===== Text passage

Brands such as Never Summer in Denver and Unity in Silverthorne make a few thousand boards a year. Tiny Donek Snowboards presses fewer than 500 and has a full-time staff consisting of the founder, his wife and their cat.

In a world where people are increasingly interested in local products, Wagner said, Colorado skis are becoming a hot commodity.

“In Colorado, there’s this ‘buying local’ movement,” Wagner said. “In a way, we’re like a microbrewery or a farmers market. We offer quality and a personal connection.”

Of course, customers pay for the connection.

Most of the world’s skis are banged out in overseas factories at a rate of dozens of skis per hour.

Folsom and Wagner take dozens of hours per ski.

Folsom’s skis cost $1,000 to $1,400 per pair.

Wagner charges $1,700.

“It’s amazing who buys them,” Wagner said.

“It’s everyone from second-home owners in Telluride for whom $1,700 isn’t very much, to dirtbags from Silverton who will probably be eating ramen for months to pay for the skis.”

The one thing they have in common, he said, is passion for the sport.

“People who love to ski are willing to pay to have a well-built ski made just for them. They can feel the difference.”

==========
===== Recorded information

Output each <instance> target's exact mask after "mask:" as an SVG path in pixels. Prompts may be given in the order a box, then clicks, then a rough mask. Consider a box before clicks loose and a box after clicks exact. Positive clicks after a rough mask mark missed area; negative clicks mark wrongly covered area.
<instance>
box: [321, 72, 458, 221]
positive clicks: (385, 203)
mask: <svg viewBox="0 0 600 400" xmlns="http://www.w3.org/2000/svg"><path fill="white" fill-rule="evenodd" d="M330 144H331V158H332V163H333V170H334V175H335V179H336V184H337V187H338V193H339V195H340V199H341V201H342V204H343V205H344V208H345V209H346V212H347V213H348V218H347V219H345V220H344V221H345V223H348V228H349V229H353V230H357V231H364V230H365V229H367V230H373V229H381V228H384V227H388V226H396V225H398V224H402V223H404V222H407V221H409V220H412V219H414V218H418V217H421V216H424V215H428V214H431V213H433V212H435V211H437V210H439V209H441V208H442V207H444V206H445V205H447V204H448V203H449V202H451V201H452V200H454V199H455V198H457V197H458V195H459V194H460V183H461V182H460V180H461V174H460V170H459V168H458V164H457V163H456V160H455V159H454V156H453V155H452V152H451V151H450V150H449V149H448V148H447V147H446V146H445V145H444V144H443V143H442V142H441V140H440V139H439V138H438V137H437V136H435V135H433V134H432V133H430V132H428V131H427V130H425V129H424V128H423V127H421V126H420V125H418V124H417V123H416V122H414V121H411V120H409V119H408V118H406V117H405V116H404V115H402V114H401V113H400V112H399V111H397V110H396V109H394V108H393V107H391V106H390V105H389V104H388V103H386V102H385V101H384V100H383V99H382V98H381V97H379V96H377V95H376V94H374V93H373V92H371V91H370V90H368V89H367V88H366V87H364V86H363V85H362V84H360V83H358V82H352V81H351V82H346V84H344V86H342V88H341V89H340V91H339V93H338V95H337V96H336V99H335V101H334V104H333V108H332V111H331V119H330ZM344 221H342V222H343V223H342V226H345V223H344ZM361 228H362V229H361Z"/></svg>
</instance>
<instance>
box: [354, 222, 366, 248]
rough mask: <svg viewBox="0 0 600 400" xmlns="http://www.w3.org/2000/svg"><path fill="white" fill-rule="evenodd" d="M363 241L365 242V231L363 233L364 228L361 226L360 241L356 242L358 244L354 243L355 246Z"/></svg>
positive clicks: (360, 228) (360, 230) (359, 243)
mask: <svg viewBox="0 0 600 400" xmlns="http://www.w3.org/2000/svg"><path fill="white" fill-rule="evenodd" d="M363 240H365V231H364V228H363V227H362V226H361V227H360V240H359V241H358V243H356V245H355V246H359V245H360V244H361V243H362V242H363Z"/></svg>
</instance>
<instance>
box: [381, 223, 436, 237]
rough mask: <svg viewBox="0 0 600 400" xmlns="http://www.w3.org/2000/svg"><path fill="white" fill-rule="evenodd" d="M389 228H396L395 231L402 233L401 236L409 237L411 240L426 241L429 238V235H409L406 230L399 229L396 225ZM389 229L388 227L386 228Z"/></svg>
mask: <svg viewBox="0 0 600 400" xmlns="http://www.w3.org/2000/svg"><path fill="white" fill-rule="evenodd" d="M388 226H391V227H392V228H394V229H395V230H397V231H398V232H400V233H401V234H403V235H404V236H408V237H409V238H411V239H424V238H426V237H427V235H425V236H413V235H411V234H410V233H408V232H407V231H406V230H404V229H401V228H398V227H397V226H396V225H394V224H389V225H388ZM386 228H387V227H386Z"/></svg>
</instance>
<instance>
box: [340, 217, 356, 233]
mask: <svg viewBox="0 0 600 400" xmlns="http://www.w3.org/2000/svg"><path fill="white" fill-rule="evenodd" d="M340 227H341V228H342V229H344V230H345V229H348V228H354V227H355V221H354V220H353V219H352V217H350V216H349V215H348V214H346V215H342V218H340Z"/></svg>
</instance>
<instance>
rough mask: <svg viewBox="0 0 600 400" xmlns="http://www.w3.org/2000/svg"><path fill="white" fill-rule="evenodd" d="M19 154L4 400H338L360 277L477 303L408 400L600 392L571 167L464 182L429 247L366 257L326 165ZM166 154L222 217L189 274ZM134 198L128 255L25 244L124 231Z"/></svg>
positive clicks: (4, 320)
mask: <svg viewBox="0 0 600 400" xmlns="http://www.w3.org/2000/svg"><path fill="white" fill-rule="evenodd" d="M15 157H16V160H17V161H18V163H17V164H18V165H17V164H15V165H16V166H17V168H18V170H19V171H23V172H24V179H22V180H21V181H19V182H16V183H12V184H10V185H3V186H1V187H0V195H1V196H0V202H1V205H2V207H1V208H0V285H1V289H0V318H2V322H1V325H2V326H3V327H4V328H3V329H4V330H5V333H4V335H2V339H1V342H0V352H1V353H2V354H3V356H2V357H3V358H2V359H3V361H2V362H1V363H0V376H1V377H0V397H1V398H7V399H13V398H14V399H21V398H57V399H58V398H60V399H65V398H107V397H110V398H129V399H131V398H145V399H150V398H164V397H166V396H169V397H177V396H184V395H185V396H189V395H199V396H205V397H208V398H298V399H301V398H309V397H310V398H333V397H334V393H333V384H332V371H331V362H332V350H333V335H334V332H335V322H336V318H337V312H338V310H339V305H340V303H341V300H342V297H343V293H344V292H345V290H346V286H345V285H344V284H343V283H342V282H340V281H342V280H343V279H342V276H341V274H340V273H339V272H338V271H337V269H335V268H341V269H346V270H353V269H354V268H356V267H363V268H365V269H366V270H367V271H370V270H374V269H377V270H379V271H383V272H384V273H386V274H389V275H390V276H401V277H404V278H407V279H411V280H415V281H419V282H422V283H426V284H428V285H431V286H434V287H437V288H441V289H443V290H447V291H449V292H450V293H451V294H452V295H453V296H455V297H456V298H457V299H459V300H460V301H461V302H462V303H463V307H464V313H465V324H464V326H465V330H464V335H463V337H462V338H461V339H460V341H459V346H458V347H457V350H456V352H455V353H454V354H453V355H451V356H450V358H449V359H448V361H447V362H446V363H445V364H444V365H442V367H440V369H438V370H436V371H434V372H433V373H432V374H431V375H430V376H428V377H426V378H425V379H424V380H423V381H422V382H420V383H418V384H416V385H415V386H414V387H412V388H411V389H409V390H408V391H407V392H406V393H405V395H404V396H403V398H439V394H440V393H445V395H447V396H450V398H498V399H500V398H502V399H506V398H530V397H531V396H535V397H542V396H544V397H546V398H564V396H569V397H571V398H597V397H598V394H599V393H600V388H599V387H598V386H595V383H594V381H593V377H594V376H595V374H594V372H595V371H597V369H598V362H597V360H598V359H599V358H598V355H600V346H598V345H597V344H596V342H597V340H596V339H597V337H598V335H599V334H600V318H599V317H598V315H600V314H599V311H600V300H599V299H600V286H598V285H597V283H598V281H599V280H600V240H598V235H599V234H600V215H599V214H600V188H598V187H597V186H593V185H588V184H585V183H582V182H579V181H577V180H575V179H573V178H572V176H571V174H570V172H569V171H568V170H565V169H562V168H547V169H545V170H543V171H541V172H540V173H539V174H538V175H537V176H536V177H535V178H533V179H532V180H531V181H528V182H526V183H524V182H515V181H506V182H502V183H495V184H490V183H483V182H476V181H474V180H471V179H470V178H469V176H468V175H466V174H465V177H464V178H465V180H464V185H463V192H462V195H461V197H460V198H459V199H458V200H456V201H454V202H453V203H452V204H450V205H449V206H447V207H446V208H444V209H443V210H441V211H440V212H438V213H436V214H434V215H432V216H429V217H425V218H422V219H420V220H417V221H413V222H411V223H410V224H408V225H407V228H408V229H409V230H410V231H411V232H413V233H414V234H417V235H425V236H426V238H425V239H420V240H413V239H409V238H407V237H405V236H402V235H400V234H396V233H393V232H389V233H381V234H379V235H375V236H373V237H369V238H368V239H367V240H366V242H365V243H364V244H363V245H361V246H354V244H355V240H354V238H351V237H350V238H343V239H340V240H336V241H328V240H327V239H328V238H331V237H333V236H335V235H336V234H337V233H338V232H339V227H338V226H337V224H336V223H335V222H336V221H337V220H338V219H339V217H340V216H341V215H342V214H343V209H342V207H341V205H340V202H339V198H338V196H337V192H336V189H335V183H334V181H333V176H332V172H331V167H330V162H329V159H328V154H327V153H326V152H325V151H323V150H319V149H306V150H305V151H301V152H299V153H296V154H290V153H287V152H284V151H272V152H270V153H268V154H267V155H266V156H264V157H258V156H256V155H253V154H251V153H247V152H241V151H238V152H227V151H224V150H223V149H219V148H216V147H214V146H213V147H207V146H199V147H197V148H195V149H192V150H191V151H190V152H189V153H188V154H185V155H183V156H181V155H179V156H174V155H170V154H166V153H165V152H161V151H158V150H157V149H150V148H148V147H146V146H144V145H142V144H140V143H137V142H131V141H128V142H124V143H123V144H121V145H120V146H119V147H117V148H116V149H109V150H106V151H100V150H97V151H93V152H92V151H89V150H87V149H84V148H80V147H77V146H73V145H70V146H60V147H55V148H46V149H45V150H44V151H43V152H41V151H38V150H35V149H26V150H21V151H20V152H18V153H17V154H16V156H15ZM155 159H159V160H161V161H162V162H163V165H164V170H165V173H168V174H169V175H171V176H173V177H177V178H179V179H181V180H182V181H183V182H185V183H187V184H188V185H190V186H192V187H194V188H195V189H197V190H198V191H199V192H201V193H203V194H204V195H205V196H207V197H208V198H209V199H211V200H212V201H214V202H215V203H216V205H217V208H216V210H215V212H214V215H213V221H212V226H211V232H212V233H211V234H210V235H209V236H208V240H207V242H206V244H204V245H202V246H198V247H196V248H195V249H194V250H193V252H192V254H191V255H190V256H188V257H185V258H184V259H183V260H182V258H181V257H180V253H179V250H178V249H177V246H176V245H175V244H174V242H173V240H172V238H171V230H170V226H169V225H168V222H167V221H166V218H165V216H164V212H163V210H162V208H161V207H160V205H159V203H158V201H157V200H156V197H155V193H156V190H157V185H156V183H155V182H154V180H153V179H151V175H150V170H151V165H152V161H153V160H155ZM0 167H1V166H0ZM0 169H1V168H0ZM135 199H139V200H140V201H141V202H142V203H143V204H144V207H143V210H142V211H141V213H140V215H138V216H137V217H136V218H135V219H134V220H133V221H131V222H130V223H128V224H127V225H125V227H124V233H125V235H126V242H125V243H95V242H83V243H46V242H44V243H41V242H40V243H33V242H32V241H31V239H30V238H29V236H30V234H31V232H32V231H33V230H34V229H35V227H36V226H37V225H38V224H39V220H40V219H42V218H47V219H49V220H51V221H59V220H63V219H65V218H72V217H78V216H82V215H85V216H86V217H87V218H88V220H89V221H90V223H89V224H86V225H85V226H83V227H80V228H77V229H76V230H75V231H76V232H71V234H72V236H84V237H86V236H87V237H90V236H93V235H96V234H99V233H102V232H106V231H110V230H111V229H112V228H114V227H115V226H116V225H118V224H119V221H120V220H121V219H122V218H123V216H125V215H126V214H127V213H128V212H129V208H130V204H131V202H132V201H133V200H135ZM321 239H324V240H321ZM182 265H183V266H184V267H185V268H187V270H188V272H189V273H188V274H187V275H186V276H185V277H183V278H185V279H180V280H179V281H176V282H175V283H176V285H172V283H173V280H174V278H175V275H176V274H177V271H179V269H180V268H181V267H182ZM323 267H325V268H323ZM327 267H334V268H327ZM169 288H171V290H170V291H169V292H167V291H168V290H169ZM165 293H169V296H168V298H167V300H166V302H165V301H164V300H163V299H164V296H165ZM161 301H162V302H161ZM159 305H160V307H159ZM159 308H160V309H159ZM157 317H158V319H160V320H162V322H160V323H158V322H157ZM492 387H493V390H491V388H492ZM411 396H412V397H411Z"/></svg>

==========

**What needs to be done:** Print the part of the Colorado skis text above that starts with the words containing "Folsom’s skis cost" and ends with "for the sport.".

**Output for this task:**
Folsom’s skis cost $1,000 to $1,400 per pair.

Wagner charges $1,700.

“It’s amazing who buys them,” Wagner said.

“It’s everyone from second-home owners in Telluride for whom $1,700 isn’t very much, to dirtbags from Silverton who will probably be eating ramen for months to pay for the skis.”

The one thing they have in common, he said, is passion for the sport.